:: Brief ::
Restate word for word the lines of the entries below, starting with the line that holds "Objective — for the snow field" and ending with the line that holds "Objective — for the tree", and no others.
--
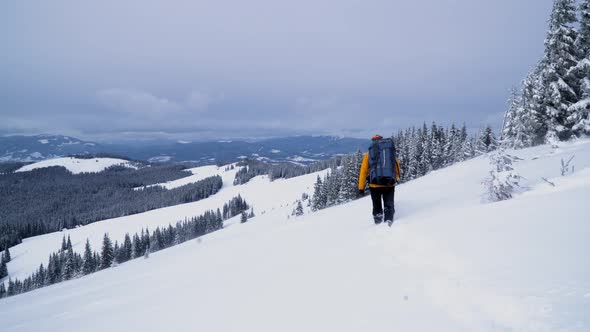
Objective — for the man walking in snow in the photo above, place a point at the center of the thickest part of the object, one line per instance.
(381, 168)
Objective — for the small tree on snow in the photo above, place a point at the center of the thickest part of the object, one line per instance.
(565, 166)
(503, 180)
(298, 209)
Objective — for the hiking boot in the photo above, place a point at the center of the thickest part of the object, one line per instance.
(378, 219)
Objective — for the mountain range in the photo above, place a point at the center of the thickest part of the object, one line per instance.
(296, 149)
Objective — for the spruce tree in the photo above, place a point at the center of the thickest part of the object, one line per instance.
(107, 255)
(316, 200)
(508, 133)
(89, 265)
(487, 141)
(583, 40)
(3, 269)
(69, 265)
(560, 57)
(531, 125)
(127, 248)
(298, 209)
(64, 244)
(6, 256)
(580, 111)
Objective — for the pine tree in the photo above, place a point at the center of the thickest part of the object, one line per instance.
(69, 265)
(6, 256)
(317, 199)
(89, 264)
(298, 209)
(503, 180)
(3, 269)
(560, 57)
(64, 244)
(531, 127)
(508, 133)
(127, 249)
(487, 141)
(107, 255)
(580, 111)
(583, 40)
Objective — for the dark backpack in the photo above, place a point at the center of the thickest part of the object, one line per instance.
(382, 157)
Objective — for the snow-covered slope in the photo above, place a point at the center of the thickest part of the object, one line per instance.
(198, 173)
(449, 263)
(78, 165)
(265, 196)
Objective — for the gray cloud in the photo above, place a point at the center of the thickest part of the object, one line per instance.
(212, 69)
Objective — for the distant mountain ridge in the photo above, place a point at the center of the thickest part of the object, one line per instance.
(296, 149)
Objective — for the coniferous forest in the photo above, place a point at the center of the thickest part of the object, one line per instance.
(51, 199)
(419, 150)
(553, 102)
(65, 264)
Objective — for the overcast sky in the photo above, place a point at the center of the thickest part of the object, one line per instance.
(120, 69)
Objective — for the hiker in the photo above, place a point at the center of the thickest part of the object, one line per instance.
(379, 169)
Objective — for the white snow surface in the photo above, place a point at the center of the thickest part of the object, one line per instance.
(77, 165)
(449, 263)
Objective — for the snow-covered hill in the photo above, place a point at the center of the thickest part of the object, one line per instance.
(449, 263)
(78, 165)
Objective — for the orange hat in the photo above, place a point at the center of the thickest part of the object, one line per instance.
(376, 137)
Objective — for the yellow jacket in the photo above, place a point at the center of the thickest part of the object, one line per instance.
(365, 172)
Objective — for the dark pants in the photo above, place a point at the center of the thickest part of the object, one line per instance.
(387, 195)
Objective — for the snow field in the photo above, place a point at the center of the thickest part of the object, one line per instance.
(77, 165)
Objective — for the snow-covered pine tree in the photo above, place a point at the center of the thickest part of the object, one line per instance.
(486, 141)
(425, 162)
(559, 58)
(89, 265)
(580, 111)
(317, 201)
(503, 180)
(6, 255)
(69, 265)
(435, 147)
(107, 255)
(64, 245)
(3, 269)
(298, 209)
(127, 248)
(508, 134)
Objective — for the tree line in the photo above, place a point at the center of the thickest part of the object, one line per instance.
--
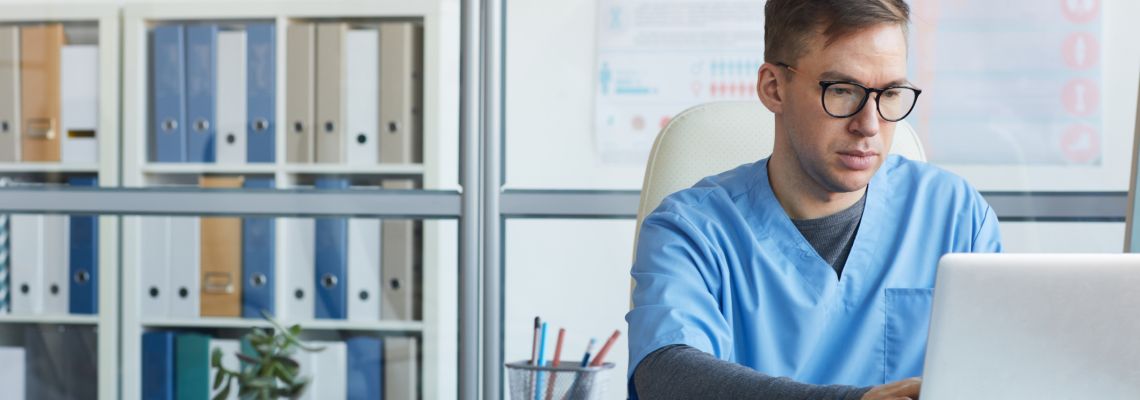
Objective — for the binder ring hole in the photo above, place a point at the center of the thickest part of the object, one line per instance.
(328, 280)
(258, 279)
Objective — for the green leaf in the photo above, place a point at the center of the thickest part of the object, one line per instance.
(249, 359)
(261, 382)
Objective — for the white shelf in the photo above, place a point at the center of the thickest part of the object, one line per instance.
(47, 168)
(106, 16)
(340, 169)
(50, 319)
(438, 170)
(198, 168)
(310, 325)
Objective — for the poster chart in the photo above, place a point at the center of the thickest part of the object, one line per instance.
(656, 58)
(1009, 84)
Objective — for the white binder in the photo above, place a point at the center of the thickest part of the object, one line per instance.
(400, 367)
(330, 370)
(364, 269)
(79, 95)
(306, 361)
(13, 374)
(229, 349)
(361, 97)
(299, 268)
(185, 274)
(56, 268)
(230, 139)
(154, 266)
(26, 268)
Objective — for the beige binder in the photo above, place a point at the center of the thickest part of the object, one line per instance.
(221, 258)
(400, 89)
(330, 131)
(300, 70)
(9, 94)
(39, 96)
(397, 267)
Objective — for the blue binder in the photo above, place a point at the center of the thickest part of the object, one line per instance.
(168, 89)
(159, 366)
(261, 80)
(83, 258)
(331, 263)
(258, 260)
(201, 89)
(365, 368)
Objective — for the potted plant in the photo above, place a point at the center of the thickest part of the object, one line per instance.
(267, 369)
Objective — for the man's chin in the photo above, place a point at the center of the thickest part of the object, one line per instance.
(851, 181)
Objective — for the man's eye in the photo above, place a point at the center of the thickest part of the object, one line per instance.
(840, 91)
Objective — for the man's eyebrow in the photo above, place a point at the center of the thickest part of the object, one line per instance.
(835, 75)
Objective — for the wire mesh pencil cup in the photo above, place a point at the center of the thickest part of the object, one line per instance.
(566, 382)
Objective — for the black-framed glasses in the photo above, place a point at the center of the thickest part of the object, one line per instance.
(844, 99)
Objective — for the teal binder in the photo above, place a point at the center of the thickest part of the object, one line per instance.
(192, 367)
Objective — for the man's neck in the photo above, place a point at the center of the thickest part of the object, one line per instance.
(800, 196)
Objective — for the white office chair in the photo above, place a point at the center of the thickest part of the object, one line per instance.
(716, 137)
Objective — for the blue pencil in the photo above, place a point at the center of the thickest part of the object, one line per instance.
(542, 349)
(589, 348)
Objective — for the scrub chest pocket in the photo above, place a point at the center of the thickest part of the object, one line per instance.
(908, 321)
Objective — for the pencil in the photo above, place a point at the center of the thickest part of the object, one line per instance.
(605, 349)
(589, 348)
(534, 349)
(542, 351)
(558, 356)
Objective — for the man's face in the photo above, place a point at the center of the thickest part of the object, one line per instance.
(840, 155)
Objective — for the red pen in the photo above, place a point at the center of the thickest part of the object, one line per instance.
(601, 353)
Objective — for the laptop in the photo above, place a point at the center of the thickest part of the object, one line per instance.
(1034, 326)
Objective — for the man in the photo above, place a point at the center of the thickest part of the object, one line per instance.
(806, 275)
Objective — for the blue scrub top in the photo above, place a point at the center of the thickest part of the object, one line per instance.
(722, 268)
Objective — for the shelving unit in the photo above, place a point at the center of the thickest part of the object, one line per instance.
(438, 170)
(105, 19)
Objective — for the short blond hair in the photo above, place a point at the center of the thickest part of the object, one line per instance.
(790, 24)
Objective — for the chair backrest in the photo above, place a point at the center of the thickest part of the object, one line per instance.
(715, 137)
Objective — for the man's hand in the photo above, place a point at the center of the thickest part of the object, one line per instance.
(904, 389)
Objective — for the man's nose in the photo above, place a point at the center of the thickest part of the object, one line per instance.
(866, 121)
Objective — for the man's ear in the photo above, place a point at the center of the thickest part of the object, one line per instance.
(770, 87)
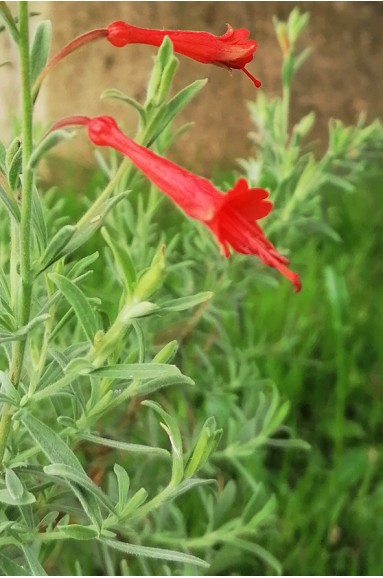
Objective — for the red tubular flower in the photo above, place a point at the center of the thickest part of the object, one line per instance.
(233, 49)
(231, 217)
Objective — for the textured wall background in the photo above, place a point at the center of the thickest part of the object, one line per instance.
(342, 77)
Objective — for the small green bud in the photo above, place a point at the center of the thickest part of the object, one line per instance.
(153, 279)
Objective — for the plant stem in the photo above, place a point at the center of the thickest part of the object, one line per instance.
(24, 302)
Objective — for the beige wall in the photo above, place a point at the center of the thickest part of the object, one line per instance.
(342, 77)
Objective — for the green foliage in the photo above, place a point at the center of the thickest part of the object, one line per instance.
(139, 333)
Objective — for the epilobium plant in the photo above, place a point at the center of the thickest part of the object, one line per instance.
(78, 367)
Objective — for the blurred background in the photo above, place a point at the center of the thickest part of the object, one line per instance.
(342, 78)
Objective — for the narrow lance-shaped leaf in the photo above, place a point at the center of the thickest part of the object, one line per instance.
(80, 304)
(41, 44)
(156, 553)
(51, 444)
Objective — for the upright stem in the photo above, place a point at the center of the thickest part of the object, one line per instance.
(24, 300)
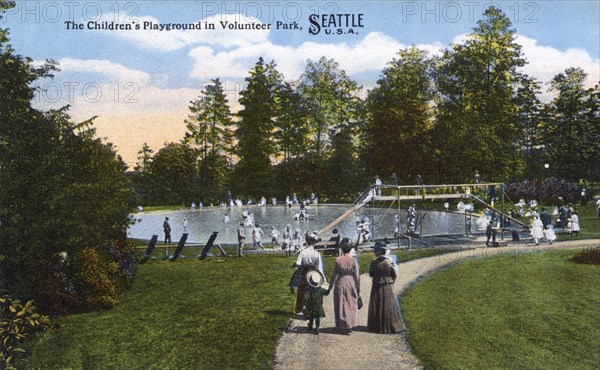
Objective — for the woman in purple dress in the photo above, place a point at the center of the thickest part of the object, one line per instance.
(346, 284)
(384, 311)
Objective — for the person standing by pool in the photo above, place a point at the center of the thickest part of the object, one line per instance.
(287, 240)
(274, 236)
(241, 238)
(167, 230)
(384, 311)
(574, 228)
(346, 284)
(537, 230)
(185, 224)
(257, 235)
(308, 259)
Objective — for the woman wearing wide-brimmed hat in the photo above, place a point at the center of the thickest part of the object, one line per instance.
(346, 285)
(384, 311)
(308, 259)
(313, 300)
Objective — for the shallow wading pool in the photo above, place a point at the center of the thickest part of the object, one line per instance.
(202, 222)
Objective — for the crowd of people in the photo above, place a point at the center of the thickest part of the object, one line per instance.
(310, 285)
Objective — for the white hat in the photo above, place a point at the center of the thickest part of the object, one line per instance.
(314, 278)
--
:: Answer to the problem ::
Objective — for the snow field in the photo above, place a point at the center of the thickest part of the object, one line per instance.
(77, 165)
Objective — for the snow-covered pine tree in the photo above, place a point at the center of the thickest part of the object, one line per instance.
(486, 141)
(425, 162)
(559, 58)
(89, 265)
(580, 111)
(317, 201)
(503, 180)
(6, 255)
(69, 265)
(435, 147)
(107, 255)
(64, 245)
(3, 269)
(298, 209)
(127, 248)
(508, 134)
Objective — for the tree line in the photo above, place a point at the center of the thickest part of the object, one line per instance.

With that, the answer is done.